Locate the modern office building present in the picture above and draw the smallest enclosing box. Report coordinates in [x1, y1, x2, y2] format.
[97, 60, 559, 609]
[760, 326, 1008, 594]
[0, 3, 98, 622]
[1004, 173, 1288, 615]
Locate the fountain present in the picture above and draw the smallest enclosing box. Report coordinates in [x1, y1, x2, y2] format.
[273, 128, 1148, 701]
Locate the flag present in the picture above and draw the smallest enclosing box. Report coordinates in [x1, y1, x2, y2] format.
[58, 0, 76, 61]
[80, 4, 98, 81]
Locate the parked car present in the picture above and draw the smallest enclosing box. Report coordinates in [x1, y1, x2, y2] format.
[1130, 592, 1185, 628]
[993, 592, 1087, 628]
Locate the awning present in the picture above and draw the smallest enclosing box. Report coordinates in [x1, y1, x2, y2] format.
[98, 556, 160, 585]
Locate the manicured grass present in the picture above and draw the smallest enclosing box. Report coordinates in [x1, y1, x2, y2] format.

..............................

Objective: Format every line of the records above as a JSON list of strings, one string per line, and leave out blank lines.

Solution to the exercise:
[
  "Locate the modern office building present in the picture above and draw the smallest enclosing box. Report coordinates in [x1, y1, x2, y2] format.",
  "[97, 60, 559, 609]",
  "[760, 326, 1008, 594]",
  "[0, 3, 98, 622]",
  "[1004, 173, 1288, 615]",
  "Locate the fountain present in the picture above and draw the smallest enclosing box. Report coordinates in [x1, y1, x2, y2] format.",
  "[273, 128, 1148, 701]",
  "Locate the flag present in the picture above and draw the smallest enclosing box. Report coordinates in [x1, y1, x2, y2] format.",
  "[58, 0, 76, 61]",
  "[80, 4, 98, 81]",
  "Locate the parked car present in the picture above and draw the smallest enclosing box. Report coordinates in [x1, y1, x2, y2] format.",
  "[1130, 592, 1185, 628]",
  "[993, 592, 1087, 628]",
  "Locate the awning present in the picture above and draw the smallest enclosing box. Report coordinates in [x1, y1, x2, y2] format.",
  "[98, 556, 160, 585]",
  "Locate the manicured grass present in the picture above and draw the smallest enclosing box. Report coordinates in [x1, y1, x2, y2] format."
]